== The data ==

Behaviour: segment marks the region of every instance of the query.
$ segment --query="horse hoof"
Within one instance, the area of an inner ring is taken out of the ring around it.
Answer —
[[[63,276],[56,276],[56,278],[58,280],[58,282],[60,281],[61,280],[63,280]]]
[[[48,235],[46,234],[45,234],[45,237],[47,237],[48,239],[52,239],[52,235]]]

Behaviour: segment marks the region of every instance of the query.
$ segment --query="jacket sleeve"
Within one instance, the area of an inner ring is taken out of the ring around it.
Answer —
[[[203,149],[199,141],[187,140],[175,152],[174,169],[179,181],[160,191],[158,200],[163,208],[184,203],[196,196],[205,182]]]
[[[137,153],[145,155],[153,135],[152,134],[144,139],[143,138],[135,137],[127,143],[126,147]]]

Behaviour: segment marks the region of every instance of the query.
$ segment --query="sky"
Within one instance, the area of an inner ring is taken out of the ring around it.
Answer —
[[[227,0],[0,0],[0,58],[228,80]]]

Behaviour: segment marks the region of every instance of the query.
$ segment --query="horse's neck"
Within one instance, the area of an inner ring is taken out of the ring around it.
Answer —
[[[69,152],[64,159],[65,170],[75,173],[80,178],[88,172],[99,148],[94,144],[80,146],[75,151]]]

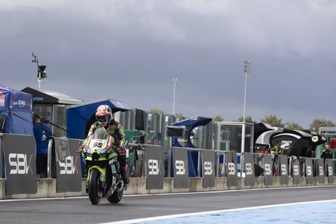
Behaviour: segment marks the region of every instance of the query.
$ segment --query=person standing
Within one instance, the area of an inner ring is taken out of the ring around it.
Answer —
[[[48,165],[48,146],[47,139],[51,136],[51,129],[46,124],[41,122],[40,115],[33,113],[34,136],[36,142],[36,173],[38,178],[45,178]]]
[[[326,159],[334,158],[334,156],[333,156],[333,152],[330,150],[330,146],[329,144],[326,145],[326,149],[322,151],[321,158],[323,159],[325,176],[327,177],[328,176],[328,168],[327,164],[326,163]]]

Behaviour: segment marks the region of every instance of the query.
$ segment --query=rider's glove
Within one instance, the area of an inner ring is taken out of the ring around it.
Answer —
[[[83,146],[80,146],[79,148],[78,149],[78,151],[76,151],[76,152],[82,152],[82,151],[83,150],[83,148],[84,148],[84,147]]]

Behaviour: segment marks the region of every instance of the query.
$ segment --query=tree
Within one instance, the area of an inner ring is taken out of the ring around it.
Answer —
[[[243,116],[241,116],[240,117],[238,118],[238,120],[235,120],[232,121],[234,122],[243,122],[244,121],[244,118]],[[247,116],[245,118],[245,122],[246,123],[251,123],[252,124],[256,124],[257,122],[252,120],[252,116]]]
[[[159,110],[158,109],[151,109],[151,110],[150,111],[152,113],[163,113],[164,112],[163,112],[162,110]]]
[[[220,116],[220,115],[217,115],[214,117],[212,119],[213,119],[214,121],[218,121],[219,122],[222,121],[223,120],[223,118]]]
[[[278,119],[277,117],[277,115],[275,114],[270,114],[268,116],[265,116],[265,118],[263,119],[261,119],[260,121],[262,123],[269,124],[272,127],[284,127],[285,126],[285,124],[281,123],[282,121],[282,118]]]
[[[303,128],[294,122],[287,122],[286,123],[286,126],[285,127],[287,129],[291,130],[302,130],[303,129]]]
[[[330,120],[324,119],[314,119],[314,120],[310,124],[309,130],[317,132],[320,127],[335,127],[335,124]]]
[[[175,113],[175,116],[176,116],[177,117],[182,117],[182,113]]]

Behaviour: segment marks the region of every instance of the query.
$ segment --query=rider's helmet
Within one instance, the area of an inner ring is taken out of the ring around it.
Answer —
[[[106,126],[112,121],[112,110],[108,105],[101,105],[96,111],[96,119],[98,123],[102,126]]]

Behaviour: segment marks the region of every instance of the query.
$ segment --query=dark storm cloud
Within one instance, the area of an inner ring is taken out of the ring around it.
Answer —
[[[177,111],[229,120],[242,115],[249,60],[248,114],[333,118],[333,2],[38,1],[0,3],[0,71],[12,74],[2,84],[36,86],[33,52],[45,88],[169,113],[177,77]]]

===

*What to produce*: Collect every line of the data above that contains the string "horse", and copy each one in full.

*Full answer*:
$ segment --query="horse hoof"
$ segment --query="horse's neck"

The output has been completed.